=== Selected passage ===

Thursday 16 January 2014

Prayer Letter: May Day


A good friend recently explained that - as a distress call - the term “May Day” is really from the French SVP m’aider meaning “please help me”.  Well, this is only a call for help in the usual mode of a prayer letter…

Most of you (if not all) also get the intermittent C4L Bulletins, so you have heard that several government grants are immanent for C4L.  That is a huge lift to me personally, although it is more of a medium term factor than short term relief.  This is because government funding moves with glacial slowness.

However, these recent funding approvals should lift C4L to a new plateau in terms of government funding of training through “learnerships” (a combined work-study approach).  This is part of C4L’s 10-year strategy for sustainability – and succession.  I do not see C4L getting past me in its current incarnation.  It has to outgrow the incarnation before it can outgrow me!  So the ascent has begun…

I have often quoted the adage that the role of nonprofits leaders is “to comfort the afflicted and to afflict the comfortable”.  In the following poem, which I wrote recently, you can find me caught in this role of intermediation.  Frankly it’s not a pleasant place to be.  Comforting the afflicted has a nice “look and feel” to it - until you recognize the inherent pitfalls.  But afflicting the comfortable can only be described as an occupational hazard for NGO directors. 

You just have to call a spade a spade, as Jesus did when he met the rich young ruler.  From one youth to another, he said that wealth was getting in the way of eligibility.  So I am in good company in writing these lines, which I hope you will take to heart.  Pray for me to deal with the angst that this role causes me.  I think it is captured in the poetry?


Alienated By Entitlement

Only one letter before the F-word
Comes the E-word that nobody wants to hear...

In a global village
Who says that some continents
Can consume natural resources
Faster than others?
No creed condones it
But some still feel entitled
To leave the lights on when not in the room
To drive a gas-guzzler
Even to the parish church on Sunday mornings
Instead of walking
And to give less to Charity
When they hear that Aid begets Dependency
That there are millions who never get off the Dole
Some of them hooked on drugs

Whose sense of entitlement is deeper?

===

Set task:
Please reproduce the prayer letter above in full, word for word, including its poem.

=== Rows ===

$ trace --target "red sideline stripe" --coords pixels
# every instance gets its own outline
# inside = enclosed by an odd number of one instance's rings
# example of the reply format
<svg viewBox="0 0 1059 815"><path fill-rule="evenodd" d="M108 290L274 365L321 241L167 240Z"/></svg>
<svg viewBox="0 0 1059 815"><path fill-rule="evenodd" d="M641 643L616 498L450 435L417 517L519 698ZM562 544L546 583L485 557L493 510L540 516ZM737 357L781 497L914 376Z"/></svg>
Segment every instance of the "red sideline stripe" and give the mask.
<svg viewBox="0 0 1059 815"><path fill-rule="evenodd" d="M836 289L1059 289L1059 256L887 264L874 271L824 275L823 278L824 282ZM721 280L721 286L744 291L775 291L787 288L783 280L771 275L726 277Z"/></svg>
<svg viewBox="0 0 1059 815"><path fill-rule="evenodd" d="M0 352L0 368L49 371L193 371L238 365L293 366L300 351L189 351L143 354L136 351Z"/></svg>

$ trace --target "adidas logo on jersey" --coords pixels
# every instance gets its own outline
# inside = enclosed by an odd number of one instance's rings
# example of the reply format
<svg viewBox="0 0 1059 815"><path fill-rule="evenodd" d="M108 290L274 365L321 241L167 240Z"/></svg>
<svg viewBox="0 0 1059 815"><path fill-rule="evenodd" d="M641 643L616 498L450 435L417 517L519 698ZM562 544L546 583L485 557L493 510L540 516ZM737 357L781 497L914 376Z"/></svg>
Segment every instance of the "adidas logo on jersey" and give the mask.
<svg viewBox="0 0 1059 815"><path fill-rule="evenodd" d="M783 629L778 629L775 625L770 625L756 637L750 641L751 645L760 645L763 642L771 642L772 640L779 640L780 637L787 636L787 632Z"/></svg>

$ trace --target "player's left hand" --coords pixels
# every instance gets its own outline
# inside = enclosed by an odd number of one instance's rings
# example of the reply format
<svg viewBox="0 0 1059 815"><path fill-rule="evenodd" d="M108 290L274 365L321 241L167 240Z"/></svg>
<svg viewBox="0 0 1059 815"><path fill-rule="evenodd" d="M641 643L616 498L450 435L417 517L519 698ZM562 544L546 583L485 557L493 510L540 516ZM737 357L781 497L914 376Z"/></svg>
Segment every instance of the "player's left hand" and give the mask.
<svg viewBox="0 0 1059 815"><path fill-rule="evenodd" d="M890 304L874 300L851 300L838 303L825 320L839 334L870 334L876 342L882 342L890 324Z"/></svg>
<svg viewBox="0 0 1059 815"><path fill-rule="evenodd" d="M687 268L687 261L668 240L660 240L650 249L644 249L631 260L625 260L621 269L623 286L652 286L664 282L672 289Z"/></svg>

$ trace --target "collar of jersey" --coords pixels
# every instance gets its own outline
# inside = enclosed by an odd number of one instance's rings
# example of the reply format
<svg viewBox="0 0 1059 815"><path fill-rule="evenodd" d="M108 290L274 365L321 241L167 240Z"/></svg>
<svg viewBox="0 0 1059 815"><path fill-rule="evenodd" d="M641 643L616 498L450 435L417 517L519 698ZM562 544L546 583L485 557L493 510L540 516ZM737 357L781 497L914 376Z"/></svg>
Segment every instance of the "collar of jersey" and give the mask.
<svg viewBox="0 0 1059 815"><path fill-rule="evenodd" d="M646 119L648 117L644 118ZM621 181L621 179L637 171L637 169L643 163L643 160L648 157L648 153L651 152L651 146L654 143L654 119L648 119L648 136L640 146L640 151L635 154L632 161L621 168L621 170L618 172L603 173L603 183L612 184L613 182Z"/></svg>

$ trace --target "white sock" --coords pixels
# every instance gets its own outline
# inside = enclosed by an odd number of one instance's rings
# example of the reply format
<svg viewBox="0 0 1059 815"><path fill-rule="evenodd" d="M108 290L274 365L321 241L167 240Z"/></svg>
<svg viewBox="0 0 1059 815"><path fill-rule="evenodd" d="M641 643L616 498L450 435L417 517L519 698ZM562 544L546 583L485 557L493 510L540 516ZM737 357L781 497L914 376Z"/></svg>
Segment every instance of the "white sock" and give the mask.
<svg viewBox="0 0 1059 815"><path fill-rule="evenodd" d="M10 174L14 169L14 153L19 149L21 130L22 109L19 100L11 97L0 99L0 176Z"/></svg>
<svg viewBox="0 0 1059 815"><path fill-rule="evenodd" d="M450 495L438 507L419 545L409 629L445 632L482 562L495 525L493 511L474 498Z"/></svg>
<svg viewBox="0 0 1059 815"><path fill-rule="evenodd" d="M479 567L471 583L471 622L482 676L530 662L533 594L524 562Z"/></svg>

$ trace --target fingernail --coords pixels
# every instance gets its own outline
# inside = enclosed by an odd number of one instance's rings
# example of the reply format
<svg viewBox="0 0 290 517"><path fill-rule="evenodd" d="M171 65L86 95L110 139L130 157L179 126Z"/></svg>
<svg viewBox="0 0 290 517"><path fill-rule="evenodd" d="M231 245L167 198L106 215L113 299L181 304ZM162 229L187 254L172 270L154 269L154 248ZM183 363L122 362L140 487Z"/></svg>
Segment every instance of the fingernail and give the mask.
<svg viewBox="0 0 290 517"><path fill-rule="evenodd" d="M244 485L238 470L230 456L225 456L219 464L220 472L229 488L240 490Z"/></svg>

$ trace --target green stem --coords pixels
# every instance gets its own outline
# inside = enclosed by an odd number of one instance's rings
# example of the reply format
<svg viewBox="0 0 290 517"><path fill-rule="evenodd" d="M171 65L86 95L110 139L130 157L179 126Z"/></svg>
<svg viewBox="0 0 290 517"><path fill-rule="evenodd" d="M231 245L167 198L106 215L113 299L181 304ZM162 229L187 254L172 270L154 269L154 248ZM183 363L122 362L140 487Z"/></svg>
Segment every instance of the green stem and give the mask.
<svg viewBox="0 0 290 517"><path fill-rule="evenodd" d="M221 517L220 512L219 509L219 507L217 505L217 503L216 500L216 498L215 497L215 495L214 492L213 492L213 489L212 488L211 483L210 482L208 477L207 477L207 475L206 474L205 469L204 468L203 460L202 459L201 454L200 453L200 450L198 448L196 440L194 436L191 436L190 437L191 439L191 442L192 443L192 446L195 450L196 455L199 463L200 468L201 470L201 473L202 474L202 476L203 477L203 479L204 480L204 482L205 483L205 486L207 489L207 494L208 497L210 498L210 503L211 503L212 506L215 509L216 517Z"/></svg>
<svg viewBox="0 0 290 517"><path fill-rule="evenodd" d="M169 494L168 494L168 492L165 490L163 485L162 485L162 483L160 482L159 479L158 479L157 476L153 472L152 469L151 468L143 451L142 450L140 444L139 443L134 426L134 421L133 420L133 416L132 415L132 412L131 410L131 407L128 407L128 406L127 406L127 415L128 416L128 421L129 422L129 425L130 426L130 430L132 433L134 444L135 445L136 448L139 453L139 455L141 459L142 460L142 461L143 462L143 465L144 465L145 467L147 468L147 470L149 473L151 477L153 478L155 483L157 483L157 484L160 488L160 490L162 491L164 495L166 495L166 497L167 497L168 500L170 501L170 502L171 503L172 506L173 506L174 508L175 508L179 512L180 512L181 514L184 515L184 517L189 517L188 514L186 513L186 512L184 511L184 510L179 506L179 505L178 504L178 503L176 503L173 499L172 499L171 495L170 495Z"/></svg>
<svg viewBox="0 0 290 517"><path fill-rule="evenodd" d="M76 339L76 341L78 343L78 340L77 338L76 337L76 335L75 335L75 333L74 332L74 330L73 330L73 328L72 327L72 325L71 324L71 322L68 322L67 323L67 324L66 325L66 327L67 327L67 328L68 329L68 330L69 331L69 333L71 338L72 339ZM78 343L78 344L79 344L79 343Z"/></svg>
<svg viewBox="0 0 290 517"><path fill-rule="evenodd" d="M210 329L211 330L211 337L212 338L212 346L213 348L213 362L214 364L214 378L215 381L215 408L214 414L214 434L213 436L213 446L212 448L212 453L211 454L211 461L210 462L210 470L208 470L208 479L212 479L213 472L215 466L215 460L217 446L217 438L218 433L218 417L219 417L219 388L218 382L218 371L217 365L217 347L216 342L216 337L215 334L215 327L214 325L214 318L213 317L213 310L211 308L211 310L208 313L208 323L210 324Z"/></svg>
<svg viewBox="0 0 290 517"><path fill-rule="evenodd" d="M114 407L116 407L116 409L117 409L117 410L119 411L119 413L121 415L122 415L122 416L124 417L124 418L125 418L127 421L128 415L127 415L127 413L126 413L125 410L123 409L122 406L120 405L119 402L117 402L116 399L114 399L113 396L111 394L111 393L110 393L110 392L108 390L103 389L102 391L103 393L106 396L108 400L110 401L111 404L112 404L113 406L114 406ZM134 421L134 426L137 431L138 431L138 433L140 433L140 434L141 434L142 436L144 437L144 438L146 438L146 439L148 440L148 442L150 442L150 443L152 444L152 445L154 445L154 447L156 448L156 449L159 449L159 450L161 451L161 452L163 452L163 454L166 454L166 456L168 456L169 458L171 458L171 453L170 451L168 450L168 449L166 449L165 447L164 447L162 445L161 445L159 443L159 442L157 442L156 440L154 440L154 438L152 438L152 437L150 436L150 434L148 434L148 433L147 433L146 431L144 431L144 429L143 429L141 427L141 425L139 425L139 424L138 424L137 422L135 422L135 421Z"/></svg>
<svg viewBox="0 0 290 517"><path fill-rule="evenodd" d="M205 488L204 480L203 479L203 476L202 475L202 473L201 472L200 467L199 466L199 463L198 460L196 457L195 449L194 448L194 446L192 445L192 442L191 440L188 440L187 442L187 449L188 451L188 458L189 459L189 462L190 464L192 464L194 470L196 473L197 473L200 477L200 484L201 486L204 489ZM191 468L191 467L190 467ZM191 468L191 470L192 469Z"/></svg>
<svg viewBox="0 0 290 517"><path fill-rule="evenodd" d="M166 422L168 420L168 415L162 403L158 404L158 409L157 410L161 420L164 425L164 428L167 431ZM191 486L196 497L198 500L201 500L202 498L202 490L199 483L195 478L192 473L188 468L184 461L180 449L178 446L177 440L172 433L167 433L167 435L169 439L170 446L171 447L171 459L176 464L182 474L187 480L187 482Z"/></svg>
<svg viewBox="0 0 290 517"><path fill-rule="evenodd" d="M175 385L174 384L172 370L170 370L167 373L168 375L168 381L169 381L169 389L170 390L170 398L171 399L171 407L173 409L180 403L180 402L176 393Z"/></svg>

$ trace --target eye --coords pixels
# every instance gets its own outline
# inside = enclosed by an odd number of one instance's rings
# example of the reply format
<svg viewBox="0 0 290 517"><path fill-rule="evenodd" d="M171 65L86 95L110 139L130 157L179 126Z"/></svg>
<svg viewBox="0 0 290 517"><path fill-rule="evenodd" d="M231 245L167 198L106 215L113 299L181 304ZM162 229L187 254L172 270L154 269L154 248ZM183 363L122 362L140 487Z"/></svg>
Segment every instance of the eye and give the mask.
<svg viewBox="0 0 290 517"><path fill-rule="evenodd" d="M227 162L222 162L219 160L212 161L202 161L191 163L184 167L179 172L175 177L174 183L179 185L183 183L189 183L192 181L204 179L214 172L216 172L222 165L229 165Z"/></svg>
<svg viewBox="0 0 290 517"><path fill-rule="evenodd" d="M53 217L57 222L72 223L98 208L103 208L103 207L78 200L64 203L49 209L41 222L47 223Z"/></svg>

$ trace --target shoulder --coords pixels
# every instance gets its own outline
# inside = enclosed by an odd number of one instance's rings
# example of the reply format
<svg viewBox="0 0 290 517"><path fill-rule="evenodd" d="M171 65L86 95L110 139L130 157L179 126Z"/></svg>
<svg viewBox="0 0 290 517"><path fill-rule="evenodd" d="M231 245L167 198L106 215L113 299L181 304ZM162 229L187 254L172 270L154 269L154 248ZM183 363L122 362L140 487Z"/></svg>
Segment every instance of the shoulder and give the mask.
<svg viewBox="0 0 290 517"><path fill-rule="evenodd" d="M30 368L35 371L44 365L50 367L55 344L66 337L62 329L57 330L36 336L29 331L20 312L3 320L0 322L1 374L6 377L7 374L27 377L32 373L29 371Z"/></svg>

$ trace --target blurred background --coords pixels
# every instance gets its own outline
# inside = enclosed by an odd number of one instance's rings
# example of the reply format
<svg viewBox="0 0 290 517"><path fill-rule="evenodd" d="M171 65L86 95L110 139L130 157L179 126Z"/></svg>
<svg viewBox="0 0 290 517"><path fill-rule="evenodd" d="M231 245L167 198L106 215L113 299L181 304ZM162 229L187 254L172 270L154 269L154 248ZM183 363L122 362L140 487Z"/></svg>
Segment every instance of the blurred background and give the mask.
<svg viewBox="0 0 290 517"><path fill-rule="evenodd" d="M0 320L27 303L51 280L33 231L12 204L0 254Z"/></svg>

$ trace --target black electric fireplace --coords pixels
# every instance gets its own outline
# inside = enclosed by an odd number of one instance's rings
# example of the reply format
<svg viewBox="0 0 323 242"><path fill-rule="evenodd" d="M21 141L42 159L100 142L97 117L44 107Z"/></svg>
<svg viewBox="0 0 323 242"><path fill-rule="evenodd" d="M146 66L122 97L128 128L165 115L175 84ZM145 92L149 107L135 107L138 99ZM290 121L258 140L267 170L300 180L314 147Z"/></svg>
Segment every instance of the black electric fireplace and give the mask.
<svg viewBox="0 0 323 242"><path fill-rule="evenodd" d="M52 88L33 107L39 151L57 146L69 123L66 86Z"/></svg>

===

Result of the exercise:
Thursday 16 January 2014

Prayer Letter: May Day


A good friend recently explained that - as a distress call - the term “May Day” is really from the French SVP m’aider meaning “please help me”.  Well, this is only a call for help in the usual mode of a prayer letter…

Most of you (if not all) also get the intermittent C4L Bulletins, so you have heard that several government grants are immanent for C4L.  That is a huge lift to me personally, although it is more of a medium term factor than short term relief.  This is because government funding moves with glacial slowness.

However, these recent funding approvals should lift C4L to a new plateau in terms of government funding of training through “learnerships” (a combined work-study approach).  This is part of C4L’s 10-year strategy for sustainability – and succession.  I do not see C4L getting past me in its current incarnation.  It has to outgrow the incarnation before it can outgrow me!  So the ascent has begun…

I have often quoted the adage that the role of nonprofits leaders is “to comfort the afflicted and to afflict the comfortable”.  In the following poem, which I wrote recently, you can find me caught in this role of intermediation.  Frankly it’s not a pleasant place to be.  Comforting the afflicted has a nice “look and feel” to it - until you recognize the inherent pitfalls.  But afflicting the comfortable can only be described as an occupational hazard for NGO directors. 

You just have to call a spade a spade, as Jesus did when he met the rich young ruler.  From one youth to another, he said that wealth was getting in the way of eligibility.  So I am in good company in writing these lines, which I hope you will take to heart.  Pray for me to deal with the angst that this role causes me.  I think it is captured in the poetry?


Alienated By Entitlement

Only one letter before the F-word
Comes the E-word that nobody wants to hear...

In a global village
Who says that some continents
Can consume natural resources
Faster than others?
No creed condones it
But some still feel entitled
To leave the lights on when not in the room
To drive a gas-guzzler
Even to the parish church on Sunday mornings
Instead of walking
And to give less to Charity
When they hear that Aid begets Dependency
That there are millions who never get off the Dole
Some of them hooked on drugs

Whose sense of entitlement is deeper?